1. The rack behind a coat-check counter collapses and 20 coats slip off their numbered hangers.
When the first person comes to retrieve his/her coat, the clerk brings them out and holds them up
one at a time for the customer to identify.

[A] what is the probability that the clerk will find the customer's coat
(i) on the first try? ​I got 1/20
(ii) on the second try? 1/20
(iii) on the third try? 1/20
(iv) in fewer than 10 tries? 9 x 1/20 . These are correct!

What is the expected number of coats the clerk will bring our before finding the customer's coat?
The answer is 95. . This is wrong!

How can the clerk bring out an average of 95 coats?
. . There are only 20 coats!

Do you know the formula for Expected Value?
 
Hello, jijie14!


How can the clerk bring out an average of 95 coats?
. . There are only 20 coats!
━━━━━━━━━━━━━━━━━━━━
_TASK OBJECTIVE_: Please carry the coat-check probability thread forward from its last line. The listing after this text plays no part here.

_DATA SECTION_:
━━━━━━━━━━━━━━━━━━━━
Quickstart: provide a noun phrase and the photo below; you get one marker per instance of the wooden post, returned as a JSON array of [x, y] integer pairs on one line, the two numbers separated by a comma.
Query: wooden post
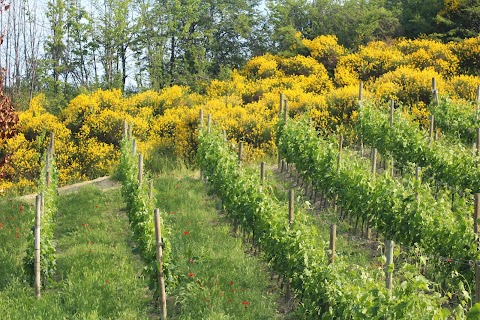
[[432, 124], [140, 169], [362, 149], [333, 241], [282, 98], [42, 204], [392, 108], [125, 129], [262, 172], [477, 102], [476, 216], [130, 130], [340, 148], [291, 200], [37, 246], [240, 152], [374, 162], [201, 119], [48, 177], [161, 276], [478, 141], [51, 145], [360, 92], [389, 266]]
━━━━━━━━━━━━━━━━━━━━
_ANSWER TO THIS EXERCISE_:
Do you know the formula for Expected Value?

Thats the answer in the back of the book , i dont know how they got 95 and i know that E(x) = q/p but that only applies to independent events
 
Thats the answer in the back of the book , i dont know how they got 95 and i know that E(x) = q/p but that only applies to independent events
As you yourself discovered:

The probability that it will take 1 try is \(\displaystyle \dfrac{1}{20}\)

The probability that it will take 2 tries is \(\displaystyle \left(1 - \dfrac{1}{20}\right) * \dfrac{1}{19} = \dfrac{19}{20} * \dfrac{1}{19} = \dfrac{1}{20}.\)

The probability that it will take 3 tries is \(\displaystyle \left(1 - \dfrac{1}{20} - \dfrac{1}{20}\right) * \dfrac{1}{18} = \dfrac{18}{20} * \dfrac{1}{18} = \dfrac{1}{20}.\)

And so on.

Now apply the definition of expected value:

\(\displaystyle \displaystyle \sum_{i=1}^{20}\left(i * \dfrac{1}{20}\right) = \dfrac{1}{20} * \sum_{i=1}^{20}i = \dfrac{1}{20} * \dfrac{20 * 21}{2} = 10.5.\)

As Soroban pointed out, the book's answer of 95 is clearly wrong so stop worrying about it.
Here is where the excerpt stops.